• Selected text
Friday, November 1, 2013

We Are Bloods on Whooping Crane Records



We Are Bloods are a trio, the holy rock trinity of guitar, bass and drums. They're part of the Australian invasion that seems to be swelling on 7inches. (Take that porn searches - ed) Not only do they invoke the rock trinity but they went a step further when Dirk, MC & Sweetie finally committed to their trio ways they decided to swap instruments, forgetting everything they knew to start over behind a different instrument entirely. Dirk, now on drums, played guitar most of his life, Sweetie on bass played the violin before picking up the bass for example. It's a smart approach that leads to still having that punk foundation but stripped of coordination they can recapture that stripped down primal energy of garage that can easily get too intellectual.

• Data segment
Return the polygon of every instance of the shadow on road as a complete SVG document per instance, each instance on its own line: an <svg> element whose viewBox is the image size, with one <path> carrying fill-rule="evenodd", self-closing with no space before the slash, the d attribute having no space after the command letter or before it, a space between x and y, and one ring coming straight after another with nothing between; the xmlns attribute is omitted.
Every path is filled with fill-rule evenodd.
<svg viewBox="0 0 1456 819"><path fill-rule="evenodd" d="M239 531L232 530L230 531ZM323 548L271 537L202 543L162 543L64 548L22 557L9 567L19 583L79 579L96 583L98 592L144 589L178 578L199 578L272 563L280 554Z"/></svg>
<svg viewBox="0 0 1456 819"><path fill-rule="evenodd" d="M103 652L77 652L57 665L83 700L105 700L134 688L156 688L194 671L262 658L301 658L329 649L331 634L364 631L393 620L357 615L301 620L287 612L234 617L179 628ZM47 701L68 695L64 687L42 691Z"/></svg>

• Problems to solve
- a) In the We Are Bloods post, what instrument did Sweetie play before picking up the bass?
- b) List every musical instrument named in the We Are Bloods post.
The data after the We Are Bloods post is separate material.

• Expected results
- a) The violin.

- b) Guitar, bass, drums, violin